[Given request 1] Within the rows, swap "dropped as a pin" for "marked with a pin" across the stretch from the line containing "Target = distant sea" through the line containing "x=1131 y=223". Return only those lines, with everything else unchanged.

Yes, something like that….only had to do it in less steps…less is more kind of thing…steps 1, 2,3, 4, no 5, 6&7 together as one image, 8 , …steps 9, 10, 11 are not necessary as it was to show how to light a match, but nothing else….tricky that way. But you have the idea….good job!
 
Liability insurance will cost you more than you will ever make selling model rockets. #askhowiknow

Another reason to say publicly (as on this forum) that it is your hobby, not a business.*

*I paid for this advice and I’m giving it away free. It helps in liability cases here. Outside NSW, Australia I have no idea.

An interesting thing I learned on the internet: the last round of US tax law changes eliminated the ability to deduct expenses from hobby income. If you spend $15 dollars on a hobby project and sell it for $20 you owe tax on $20. If you make it a business you owe tax on $5. There are vague rules for what counts as a business that presumably come down to "the auditor thinks you mean it"

[Provided records]
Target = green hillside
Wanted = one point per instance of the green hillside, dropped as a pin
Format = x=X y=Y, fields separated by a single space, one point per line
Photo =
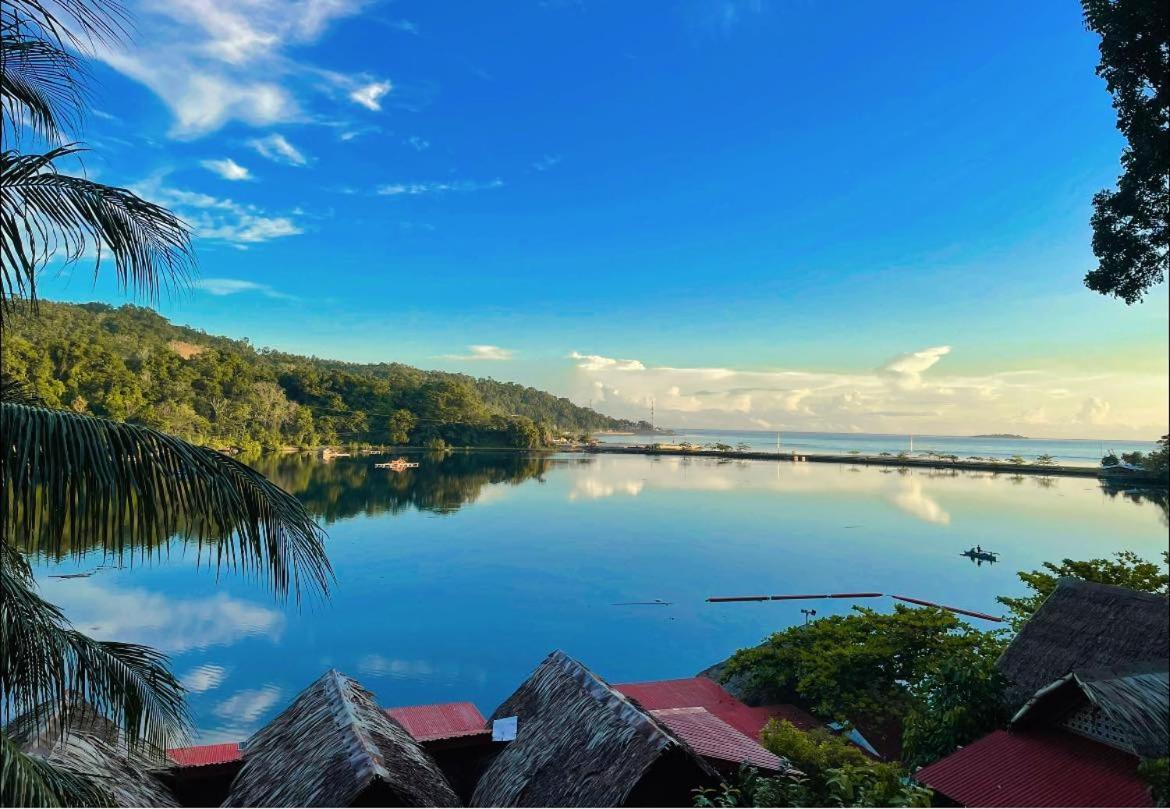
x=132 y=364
---
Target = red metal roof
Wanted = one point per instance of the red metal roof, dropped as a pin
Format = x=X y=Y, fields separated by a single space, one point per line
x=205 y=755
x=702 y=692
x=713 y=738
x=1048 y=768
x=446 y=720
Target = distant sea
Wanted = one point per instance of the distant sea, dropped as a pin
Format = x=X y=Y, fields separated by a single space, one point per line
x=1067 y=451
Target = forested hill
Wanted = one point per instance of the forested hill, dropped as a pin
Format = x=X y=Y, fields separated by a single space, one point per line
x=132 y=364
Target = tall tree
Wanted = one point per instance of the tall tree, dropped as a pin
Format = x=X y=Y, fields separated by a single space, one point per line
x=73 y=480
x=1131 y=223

[Given request 2] Duplicate the stretch of the forum posts from "Yes, something like" through "have no idea." word for word.

[Full response 1]
Target = distant sea
Wanted = one point per instance of the distant sea, marked with a pin
Format = x=X y=Y, fields separated by a single space, one point per line
x=1067 y=451
Target = forested hill
Wanted = one point per instance of the forested hill, marked with a pin
Format = x=X y=Y, fields separated by a single space, one point per line
x=132 y=364
Target = tall tree
Wanted = one point per instance of the tall tree, marked with a pin
Format = x=X y=Y, fields separated by a single space, one point per line
x=73 y=480
x=1131 y=223

[Full response 2]
Yes, something like that….only had to do it in less steps…less is more kind of thing…steps 1, 2,3, 4, no 5, 6&7 together as one image, 8 , …steps 9, 10, 11 are not necessary as it was to show how to light a match, but nothing else….tricky that way. But you have the idea….good job!
 
Liability insurance will cost you more than you will ever make selling model rockets. #askhowiknow

Another reason to say publicly (as on this forum) that it is your hobby, not a business.*

*I paid for this advice and I’m giving it away free. It helps in liability cases here. Outside NSW, Australia I have no idea.